Rewrite the material below as a JSON list of strings, with one string for each line and no blank lines.

===

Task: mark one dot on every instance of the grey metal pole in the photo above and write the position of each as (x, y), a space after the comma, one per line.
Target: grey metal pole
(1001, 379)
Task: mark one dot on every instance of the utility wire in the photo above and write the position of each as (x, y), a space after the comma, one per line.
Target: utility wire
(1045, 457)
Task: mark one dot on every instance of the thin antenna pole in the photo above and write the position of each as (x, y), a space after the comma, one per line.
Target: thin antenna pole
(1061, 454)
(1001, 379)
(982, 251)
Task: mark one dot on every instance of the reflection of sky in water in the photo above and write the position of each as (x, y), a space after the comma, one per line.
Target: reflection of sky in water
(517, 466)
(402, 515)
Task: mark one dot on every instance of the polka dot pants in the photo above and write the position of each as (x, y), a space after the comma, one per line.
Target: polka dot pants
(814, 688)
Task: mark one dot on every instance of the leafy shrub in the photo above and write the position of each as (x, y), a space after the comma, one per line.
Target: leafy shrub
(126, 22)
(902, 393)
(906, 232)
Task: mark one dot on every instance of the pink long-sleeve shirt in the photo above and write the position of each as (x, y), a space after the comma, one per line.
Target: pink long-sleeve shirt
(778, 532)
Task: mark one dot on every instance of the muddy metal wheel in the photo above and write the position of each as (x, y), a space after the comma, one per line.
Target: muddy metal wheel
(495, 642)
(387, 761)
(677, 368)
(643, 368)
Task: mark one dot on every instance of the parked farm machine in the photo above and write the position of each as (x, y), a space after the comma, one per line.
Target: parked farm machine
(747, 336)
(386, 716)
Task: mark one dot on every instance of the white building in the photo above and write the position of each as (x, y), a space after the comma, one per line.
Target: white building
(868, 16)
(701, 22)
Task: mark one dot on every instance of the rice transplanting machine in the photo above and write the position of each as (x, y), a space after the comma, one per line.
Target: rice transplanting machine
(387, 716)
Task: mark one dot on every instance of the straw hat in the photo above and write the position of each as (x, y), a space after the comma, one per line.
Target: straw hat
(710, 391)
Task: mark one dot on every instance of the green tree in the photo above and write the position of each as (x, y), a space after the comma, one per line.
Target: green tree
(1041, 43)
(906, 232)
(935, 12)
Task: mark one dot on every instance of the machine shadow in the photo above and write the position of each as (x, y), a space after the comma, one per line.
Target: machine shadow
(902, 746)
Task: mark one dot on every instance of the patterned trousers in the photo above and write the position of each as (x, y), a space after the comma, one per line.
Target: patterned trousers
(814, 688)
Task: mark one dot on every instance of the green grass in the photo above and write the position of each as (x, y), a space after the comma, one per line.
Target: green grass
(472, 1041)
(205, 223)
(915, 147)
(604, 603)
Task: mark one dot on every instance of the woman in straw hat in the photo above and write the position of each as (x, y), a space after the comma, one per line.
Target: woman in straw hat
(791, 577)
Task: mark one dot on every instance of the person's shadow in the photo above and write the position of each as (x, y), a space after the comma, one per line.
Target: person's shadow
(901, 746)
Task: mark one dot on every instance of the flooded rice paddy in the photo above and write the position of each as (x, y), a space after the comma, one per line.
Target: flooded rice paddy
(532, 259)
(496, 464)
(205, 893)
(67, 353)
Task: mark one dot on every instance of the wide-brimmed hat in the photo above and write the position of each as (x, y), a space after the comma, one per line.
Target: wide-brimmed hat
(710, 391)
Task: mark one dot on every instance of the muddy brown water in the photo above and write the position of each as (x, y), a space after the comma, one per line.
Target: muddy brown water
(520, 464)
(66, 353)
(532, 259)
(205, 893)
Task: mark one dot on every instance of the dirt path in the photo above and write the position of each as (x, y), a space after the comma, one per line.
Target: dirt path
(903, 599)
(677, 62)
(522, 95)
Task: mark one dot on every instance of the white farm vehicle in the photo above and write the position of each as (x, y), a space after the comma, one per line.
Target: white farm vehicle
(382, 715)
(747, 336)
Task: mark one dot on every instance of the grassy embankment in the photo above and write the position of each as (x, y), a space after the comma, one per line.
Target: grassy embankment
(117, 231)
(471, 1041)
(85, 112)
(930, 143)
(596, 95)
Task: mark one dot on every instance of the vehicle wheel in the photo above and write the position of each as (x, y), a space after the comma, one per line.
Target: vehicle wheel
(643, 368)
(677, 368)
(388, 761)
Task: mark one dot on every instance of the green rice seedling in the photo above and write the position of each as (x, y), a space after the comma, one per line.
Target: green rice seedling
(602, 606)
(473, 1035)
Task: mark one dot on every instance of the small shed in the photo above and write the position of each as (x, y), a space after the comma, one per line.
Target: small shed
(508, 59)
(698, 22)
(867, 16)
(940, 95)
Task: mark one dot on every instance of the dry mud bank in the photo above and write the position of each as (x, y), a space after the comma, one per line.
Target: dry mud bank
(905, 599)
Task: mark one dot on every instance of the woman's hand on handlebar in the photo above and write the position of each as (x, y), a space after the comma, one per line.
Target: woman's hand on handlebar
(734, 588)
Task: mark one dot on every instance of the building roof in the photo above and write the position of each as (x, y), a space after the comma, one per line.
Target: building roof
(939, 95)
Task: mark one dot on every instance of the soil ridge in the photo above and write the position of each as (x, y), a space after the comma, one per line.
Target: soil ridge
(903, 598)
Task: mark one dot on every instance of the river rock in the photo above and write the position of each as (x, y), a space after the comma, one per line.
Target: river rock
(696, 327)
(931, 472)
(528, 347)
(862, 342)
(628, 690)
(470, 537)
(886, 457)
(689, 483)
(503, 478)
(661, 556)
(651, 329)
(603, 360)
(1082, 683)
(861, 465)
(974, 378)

===

# COMPLETE OUTPUT:
[
  "Task: mark one dot on every instance of the grey metal pole in the photo above and write the position of each as (x, y), a space after the comma, one per line.",
  "Target: grey metal pole",
  "(1001, 379)",
  "Task: mark one dot on every instance of the utility wire in the photo above and write the position of each as (x, y), a space after the comma, one per line.",
  "Target: utility wire",
  "(1045, 457)",
  "Task: mark one dot on every instance of the thin antenna pole in the photo above and write the position of each as (x, y), a space after the comma, one per line.",
  "Target: thin antenna pole",
  "(1061, 454)",
  "(1001, 379)",
  "(982, 251)",
  "Task: mark one dot on every instance of the reflection of sky in water in the photo above and write the position of each as (x, y), a space after the comma, one per line.",
  "Target: reflection of sky in water",
  "(517, 466)",
  "(402, 515)",
  "Task: mark one dot on every instance of the polka dot pants in the photo above and write the position of each as (x, y), a space after the comma, one per line.",
  "Target: polka dot pants",
  "(814, 688)",
  "Task: mark one dot on every instance of the leafy shrub in the photo above and write the position of each as (x, y), a space after the comma, one per line.",
  "Target: leafy shrub",
  "(126, 22)",
  "(902, 393)",
  "(906, 232)",
  "Task: mark one dot on every instance of the pink long-sleeve shirt in the photo above and write the position of each as (x, y), a space after the comma, one per line.",
  "Target: pink long-sleeve shirt",
  "(778, 532)",
  "Task: mark one dot on every instance of the muddy metal wheel in the photo above and write the position of each as (x, y), a space after the comma, one per line.",
  "Target: muddy metal wheel",
  "(495, 642)",
  "(387, 761)",
  "(677, 368)",
  "(643, 368)",
  "Task: mark one dot on every instance of the parked farm machine in the photo above and write the position of each as (x, y), a space after the comma, one per line.",
  "Target: parked farm machine",
  "(747, 336)",
  "(386, 716)",
  "Task: mark one dot on every instance of the white building in the photo above and write the position of each as (x, y), a space after the comma, one per line.",
  "Target: white building",
  "(868, 16)",
  "(701, 22)",
  "Task: mark one dot on every instance of the rice transplanting machine in the photo above and write the position of each as (x, y), a space after the comma, one per line.",
  "Target: rice transplanting machine",
  "(387, 716)",
  "Task: mark one dot on every instance of the straw hat in the photo above and write the position of each as (x, y), a space after the comma, one per line.",
  "Target: straw hat",
  "(710, 391)",
  "Task: mark one dot on every instance of the green tree in the photo above and write the position of each as (x, y), a space after the comma, one per line.",
  "Target: green tree",
  "(1041, 43)",
  "(906, 232)",
  "(935, 12)",
  "Task: mark one dot on every instance of the machine shadow in the photo above and write the position of each as (x, y), a space after the comma, one per line.",
  "Target: machine shadow",
  "(902, 746)",
  "Task: mark one dot on every instance of the patterned trousers in the photo above and write the position of each as (x, y), a space after the comma, one per line.",
  "Target: patterned trousers",
  "(814, 688)",
  "Task: mark one dot on every instance of the green grass in the photo above and write the position of each as (x, y), a space after the comma, one per line.",
  "Target: green grass",
  "(472, 1041)",
  "(205, 223)",
  "(915, 147)",
  "(604, 603)",
  "Task: mark one dot on every instance of the woman in straw hat in the photo above and write the position of each as (x, y), a space after the comma, one per line.",
  "Target: woman in straw hat",
  "(791, 577)",
  "Task: mark one dot on every instance of the person's shadow in the photo above and write the position of each as (x, y), a space after the comma, one per line.",
  "Target: person's shadow",
  "(901, 746)",
  "Task: mark one dot on every instance of the flooded rice paddy in the photo above and write the position of each as (x, y), a space after the comma, one per line.",
  "Target: flooded rice paddy",
  "(532, 259)",
  "(496, 464)",
  "(205, 893)",
  "(67, 353)",
  "Task: mark one dot on every instance of the wide-brimmed hat in the photo above and write the position of each as (x, y), a space after the comma, one per line.",
  "Target: wide-brimmed hat",
  "(710, 391)",
  "Task: mark one dot on every instance of the muddy brown water in the photo above and write the position of each as (x, y), a space after the comma, one per line.",
  "Target: muddy brown water",
  "(520, 464)",
  "(66, 353)",
  "(532, 259)",
  "(205, 893)",
  "Task: mark one dot on every instance of the dirt path in the photo above and write the position of each as (x, y), a space after the comma, one per line.",
  "Target: dirt path",
  "(903, 599)",
  "(677, 62)",
  "(522, 95)",
  "Task: mark one dot on every instance of the white farm vehicle in the photo above and write the position of each as (x, y), a space after the comma, one per line.",
  "Target: white farm vehicle",
  "(382, 715)",
  "(747, 336)",
  "Task: mark one dot on every instance of the grassy embankment in the photo above and write the position of each as (x, y), a space after the comma, one per line.",
  "Target: grassy embankment",
  "(117, 231)",
  "(471, 1041)",
  "(85, 112)",
  "(930, 143)",
  "(596, 95)",
  "Task: mark one dot on every instance of the vehicle wheel in the photo above and write the position of each as (x, y), a space after the comma, one per line.",
  "Target: vehicle wheel",
  "(643, 368)",
  "(677, 368)",
  "(388, 761)",
  "Task: mark one dot on every instance of the green rice seedling in the photo above and write the position of each as (x, y), a space after the comma, one per line.",
  "Target: green rice seedling",
  "(602, 606)",
  "(473, 1035)",
  "Task: mark one dot on every instance of the small shed in the photo above and write the position of each as (x, y), a space after the comma, one per line.",
  "Target: small shed",
  "(508, 59)",
  "(698, 22)",
  "(867, 16)",
  "(940, 95)",
  "Task: mark one dot on every instance of the dry mud bank in the photo above and write the position of each as (x, y), a space after the comma, one per line.",
  "Target: dry mud bank",
  "(905, 599)",
  "Task: mark one dot on every instance of the woman's hand on handlebar in the photo above and write the position of each as (x, y), a space after the comma, one per line.",
  "Target: woman's hand on handlebar",
  "(734, 588)",
  "Task: mark one dot on every instance of the building roof in the photo above and write the position of each as (x, y), a space after the comma, one per line.",
  "Target: building roof",
  "(939, 95)",
  "Task: mark one dot on every instance of the soil ridge in the photo above and write the position of each as (x, y), a space after the comma, one per line.",
  "Target: soil ridge",
  "(903, 598)",
  "Task: mark one dot on every instance of the river rock in the photo above and write the position of each as (x, y), a space after the comma, one per line.",
  "Target: river rock",
  "(696, 327)",
  "(931, 472)",
  "(528, 347)",
  "(862, 342)",
  "(628, 690)",
  "(470, 537)",
  "(886, 457)",
  "(689, 483)",
  "(503, 478)",
  "(661, 556)",
  "(651, 329)",
  "(603, 360)",
  "(1082, 683)",
  "(861, 465)",
  "(974, 378)"
]